*What to produce*. From first line to last, the records below are to be duplicated exactly.

*Working data*.

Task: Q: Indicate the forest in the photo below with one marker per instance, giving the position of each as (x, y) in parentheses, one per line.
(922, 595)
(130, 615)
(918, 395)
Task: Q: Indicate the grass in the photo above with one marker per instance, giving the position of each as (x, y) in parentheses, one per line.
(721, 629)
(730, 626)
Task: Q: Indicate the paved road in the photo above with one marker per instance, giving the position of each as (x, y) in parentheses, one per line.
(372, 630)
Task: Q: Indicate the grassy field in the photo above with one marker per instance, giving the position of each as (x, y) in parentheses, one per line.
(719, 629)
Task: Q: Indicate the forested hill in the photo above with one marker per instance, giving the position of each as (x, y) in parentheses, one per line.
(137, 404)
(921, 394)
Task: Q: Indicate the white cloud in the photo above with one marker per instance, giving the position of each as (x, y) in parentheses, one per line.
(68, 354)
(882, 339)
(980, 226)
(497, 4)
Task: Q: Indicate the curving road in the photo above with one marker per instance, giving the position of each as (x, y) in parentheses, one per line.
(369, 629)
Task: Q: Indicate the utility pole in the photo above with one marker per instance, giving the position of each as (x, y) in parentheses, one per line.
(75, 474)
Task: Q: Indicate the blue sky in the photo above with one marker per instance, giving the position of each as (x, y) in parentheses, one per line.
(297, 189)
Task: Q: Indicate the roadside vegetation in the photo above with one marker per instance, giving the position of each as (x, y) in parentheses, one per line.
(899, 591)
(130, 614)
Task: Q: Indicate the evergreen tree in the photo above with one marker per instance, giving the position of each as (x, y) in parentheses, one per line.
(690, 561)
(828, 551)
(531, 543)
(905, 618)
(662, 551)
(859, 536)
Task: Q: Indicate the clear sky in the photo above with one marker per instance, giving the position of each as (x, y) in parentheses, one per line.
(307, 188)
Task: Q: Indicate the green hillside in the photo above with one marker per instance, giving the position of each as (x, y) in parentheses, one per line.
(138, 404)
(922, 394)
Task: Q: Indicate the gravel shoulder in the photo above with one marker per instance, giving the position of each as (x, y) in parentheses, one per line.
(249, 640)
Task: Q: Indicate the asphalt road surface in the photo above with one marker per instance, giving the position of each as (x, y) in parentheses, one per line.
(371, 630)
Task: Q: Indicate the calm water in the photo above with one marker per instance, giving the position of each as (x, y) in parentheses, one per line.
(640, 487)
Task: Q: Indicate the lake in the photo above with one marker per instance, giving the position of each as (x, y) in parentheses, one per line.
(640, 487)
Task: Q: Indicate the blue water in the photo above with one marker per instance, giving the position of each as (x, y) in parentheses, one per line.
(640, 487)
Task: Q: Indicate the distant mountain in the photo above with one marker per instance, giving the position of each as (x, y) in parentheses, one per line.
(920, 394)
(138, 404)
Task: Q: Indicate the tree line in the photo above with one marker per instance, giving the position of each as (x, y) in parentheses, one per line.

*Solution to the problem*.
Task: Q: Indicate the forest in the photo below with one marker per instance, giving the position of each as (x, y) in parentheses, one per line.
(922, 595)
(130, 615)
(918, 395)
Task: Q: Indicate the grass in the photo above with one marker per instance, giving the position of each as (x, y) in parentheses, one per line.
(721, 629)
(730, 626)
Task: Q: Indicate the paved road in the photo above with one marker per instance, giving the position of each as (x, y) in parentheses, one per line.
(372, 630)
Task: Q: Indicate the grassy field in the photo above with one marker per instance, giving the position of each as (x, y) in parentheses, one per line.
(719, 629)
Task: Q: Indicate the forested hill in the photo above with one marker per instance, giving the position of each as (x, y) in parentheses, one per line.
(137, 404)
(921, 394)
Task: Q: Indicate the white cloud in the photo above with one marker per instance, giving the position of each as (x, y) in parentheses, one per line.
(68, 354)
(882, 339)
(980, 226)
(497, 4)
Task: Q: Indicate the curving road in the photo above with one marker per instance, giving the position of each as (x, y) in parentheses, one per line.
(369, 629)
Task: Q: Indicate the utility pole in the photo above with one marker per instance, giving the position of each as (x, y) in parentheses, one per line.
(75, 474)
Task: Q: Indicate the blue sky in the photo above with one marker per instance, giving the position of each as (x, y) in parentheses, one per line.
(297, 189)
Task: Q: Indicate the roadside vegetation in the photo above with one marker per instance, giving the position of each as (x, y) in parentheses, one per line.
(899, 591)
(130, 614)
Task: Q: Indicate the evergreen tree in the photo above with one marker per instance, giving the position of each as (x, y) in parentheses, one per line.
(690, 561)
(828, 551)
(531, 543)
(905, 618)
(662, 551)
(859, 536)
Task: Q: Indicate the clear sky in the photo above with one marker per instance, giving the position of each as (x, y) in parentheses, one per line.
(307, 188)
Task: Q: Indicate the green hillside in the photo above with one marker per instance, giving the position of each as (x, y) in parentheses, one per line.
(138, 404)
(922, 394)
Task: Q: Indicate the gravel shoulder in the photo above with one marker per instance, giving the position of each as (x, y) in parentheses, one per line.
(249, 640)
Task: Q: Indicate the asphalt road surface in the photo above with one marker per instance, giving the position of each as (x, y) in parentheses, one per line.
(371, 630)
Task: Q: Indicate the calm water in the photo above with one marker per instance, giving the position of each as (x, y) in parentheses, one per line.
(640, 487)
Task: Q: Indicate the lake in the photo above with one marker per instance, giving the position of each as (x, y) in parentheses, one per line.
(640, 487)
Task: Q: Indicate the blue water in the photo above with one marker per instance, giving the position of each as (x, y) in parentheses, one per line.
(640, 487)
Task: Q: Indicate the distant mountain in the photo above with one marker per instance, giving the position of each as (x, y) in parentheses, one per line.
(920, 394)
(138, 404)
Task: Q: Indicate the tree line in the photo above with one marker per instance, giving the position of each as (x, y) in parentheses, one per line.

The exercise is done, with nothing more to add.